> _Exercise text_:

▼▼▼

Common Myths

In my limited experience, these are some obvious myths I have recognized.

You can get better with 30 minutes of practice a day.

Okay, maybe (over decades), but most likely not. I find it utterly ridiculous that anyone would believe such nonsense. When someone says they want to learn to play the piano, they mean play it well sometime this century. It’s a joke to think 30 minutes a day is going to get you there. Start off with an hour, and begin working your way towards the 2 hour mark, minimum. 30 minutes is okay for a single piece of music, at beginner level. BUT…there is so much more you should be practicing, like theory, sight-reading, aural training, scales and arpeggios. Arguably, you should be spending 30 minutes on each. There you have it. I don’t know who started the 30 minute myth, but my advice is to set aside more time.

I can play by ear, so I don’t need to learn to read notes, or learn music theory.

I run across these people all the time online. Don’t get me wrong, they play well for lower level music. It always takes them longer to learn a piece, and they have no idea how any of the music actually fits together (nearly 100% of the time, some or all of the dynamics are completely missing). And, the greatest obstacle they’re going to face is advanced music. A good ear will only get them so far. They will eventually hit the wall, and that’s where their progress will end.

I have great rhythm, so I don’t need to train with a metronome.

Sure you do. Eye roll. That’s all I’ll say.

When I practice, I don’t need to play completely through pieces. I need to practice bars, scales, and arpeggios.

Huh? I believe this comes from the differences between practicing and playing, and there are distinctive characteristics of both. I think, if you have limited piano time, you’re going to need to blend both practice and play. Reasoning? When it comes time for you to play for someone, no one wants to hear scales; no one wants to hear 2-3 bars of a piece. You need to have go to pieces you have mastered, and you need to maintain those pieces by playing them every day.

I have small hands, so I can’t play piano.

I have seen toddlers play piano. I have seen children play advanced pieces. Your hand size does not matter.

▲▲▲

> _Records shown_:

▼▼▼

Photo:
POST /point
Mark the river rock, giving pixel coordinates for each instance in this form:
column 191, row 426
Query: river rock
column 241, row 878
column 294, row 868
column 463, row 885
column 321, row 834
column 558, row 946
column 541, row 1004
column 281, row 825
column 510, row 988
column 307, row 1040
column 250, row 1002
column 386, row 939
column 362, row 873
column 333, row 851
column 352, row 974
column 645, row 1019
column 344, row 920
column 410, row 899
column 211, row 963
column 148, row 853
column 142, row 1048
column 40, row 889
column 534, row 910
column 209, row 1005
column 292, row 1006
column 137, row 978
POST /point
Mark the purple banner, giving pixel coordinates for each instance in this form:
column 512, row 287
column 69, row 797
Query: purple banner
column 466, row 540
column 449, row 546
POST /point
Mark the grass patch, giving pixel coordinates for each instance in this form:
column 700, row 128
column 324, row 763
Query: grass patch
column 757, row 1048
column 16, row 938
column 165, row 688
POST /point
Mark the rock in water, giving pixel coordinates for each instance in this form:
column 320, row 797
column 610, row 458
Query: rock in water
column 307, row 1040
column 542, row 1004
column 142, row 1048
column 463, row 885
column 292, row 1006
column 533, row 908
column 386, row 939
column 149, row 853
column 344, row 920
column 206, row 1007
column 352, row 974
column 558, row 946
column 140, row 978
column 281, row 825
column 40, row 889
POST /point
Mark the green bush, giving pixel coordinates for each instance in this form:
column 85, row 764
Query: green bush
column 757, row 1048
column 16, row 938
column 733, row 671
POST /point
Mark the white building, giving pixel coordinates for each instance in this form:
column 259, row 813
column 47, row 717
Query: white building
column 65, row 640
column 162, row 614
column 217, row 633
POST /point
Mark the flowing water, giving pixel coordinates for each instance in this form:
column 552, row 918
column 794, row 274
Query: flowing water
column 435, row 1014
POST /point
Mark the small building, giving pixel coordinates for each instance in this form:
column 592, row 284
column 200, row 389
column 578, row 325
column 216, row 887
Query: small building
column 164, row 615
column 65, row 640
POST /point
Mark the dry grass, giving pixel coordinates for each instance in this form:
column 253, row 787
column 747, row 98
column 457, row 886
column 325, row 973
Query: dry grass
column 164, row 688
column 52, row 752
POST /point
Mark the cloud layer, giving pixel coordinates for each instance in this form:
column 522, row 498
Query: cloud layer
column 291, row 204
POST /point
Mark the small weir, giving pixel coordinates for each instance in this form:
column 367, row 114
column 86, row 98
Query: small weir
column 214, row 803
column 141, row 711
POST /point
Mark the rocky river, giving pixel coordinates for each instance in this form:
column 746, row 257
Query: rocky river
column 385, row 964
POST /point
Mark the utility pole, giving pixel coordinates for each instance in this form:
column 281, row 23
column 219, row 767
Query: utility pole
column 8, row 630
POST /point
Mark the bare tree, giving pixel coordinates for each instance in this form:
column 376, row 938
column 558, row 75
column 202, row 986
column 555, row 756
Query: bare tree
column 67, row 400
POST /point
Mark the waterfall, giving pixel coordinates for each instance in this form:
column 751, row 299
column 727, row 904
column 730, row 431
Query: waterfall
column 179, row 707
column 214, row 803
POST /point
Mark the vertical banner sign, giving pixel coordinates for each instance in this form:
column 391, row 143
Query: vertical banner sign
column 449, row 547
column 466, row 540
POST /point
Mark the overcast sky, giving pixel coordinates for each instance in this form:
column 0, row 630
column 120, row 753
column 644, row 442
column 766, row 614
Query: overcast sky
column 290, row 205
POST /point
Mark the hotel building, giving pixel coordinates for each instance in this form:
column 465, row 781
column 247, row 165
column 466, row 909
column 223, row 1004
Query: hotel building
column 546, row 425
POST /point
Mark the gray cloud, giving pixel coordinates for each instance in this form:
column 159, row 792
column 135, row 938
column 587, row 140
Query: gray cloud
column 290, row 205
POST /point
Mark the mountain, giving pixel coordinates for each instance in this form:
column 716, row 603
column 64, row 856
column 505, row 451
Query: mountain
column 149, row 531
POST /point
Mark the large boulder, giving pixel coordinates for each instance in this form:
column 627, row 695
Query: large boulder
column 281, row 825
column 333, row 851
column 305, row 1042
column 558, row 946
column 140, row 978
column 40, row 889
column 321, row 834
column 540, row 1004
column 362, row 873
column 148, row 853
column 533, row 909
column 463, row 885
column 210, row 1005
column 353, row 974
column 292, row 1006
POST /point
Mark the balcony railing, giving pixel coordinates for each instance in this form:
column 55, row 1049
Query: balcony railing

▲▲▲

> _Questions_:
**A.** In the piano myths text, what daily practice time does the author say to work toward at minimum?
**B.** Please list every myth that the piano myths text presents.

> _Results by task_:
**A.** The 2 hour mark.

**B.**
- You can get better with 30 minutes of practice a day.
- I can play by ear, so I don’t need to learn to read notes, or learn music theory.
- I have great rhythm, so I don’t need to train with a metronome.
- When I practice, I don’t need to play completely through pieces. I need to practice bars, scales, and arpeggios.
- I have small hands, so I can’t play piano.